> [TO DO]: The response should be exactly the number of lines in the material below that contain the word "your".

> [INFORMATION SUPPLIED]:
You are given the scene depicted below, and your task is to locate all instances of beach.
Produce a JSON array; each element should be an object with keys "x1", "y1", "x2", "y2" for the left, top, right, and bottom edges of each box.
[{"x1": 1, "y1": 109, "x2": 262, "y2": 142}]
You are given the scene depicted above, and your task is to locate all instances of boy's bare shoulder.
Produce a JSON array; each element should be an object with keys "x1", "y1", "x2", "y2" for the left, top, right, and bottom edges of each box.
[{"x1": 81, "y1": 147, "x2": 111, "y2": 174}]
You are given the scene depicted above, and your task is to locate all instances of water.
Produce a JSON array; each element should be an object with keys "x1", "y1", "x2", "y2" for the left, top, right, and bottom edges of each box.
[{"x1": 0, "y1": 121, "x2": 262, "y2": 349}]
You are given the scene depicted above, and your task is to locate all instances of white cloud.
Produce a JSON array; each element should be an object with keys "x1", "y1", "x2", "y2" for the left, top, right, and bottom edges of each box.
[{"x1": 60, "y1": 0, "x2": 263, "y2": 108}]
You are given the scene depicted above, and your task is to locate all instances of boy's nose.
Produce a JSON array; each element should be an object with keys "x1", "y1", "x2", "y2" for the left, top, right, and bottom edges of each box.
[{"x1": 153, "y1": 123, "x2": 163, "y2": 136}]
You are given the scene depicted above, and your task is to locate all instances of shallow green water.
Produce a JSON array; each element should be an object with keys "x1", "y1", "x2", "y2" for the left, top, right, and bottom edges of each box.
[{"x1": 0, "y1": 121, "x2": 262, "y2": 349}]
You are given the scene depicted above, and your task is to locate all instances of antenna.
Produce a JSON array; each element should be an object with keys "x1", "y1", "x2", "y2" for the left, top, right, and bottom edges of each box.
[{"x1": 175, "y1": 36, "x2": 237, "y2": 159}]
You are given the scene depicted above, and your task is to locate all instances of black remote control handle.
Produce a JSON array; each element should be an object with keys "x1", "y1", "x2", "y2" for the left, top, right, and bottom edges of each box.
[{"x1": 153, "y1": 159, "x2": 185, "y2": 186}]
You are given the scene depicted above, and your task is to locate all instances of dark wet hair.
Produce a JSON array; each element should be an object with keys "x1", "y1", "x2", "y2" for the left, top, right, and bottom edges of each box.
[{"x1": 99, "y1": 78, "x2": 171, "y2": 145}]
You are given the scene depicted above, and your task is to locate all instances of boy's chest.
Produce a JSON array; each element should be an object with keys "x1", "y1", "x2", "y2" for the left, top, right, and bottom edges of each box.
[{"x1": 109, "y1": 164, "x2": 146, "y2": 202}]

...

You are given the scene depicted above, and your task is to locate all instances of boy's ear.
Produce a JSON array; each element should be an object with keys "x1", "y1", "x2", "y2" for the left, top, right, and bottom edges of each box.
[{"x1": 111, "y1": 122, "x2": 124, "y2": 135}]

> [EXERCISE SOLUTION]: 11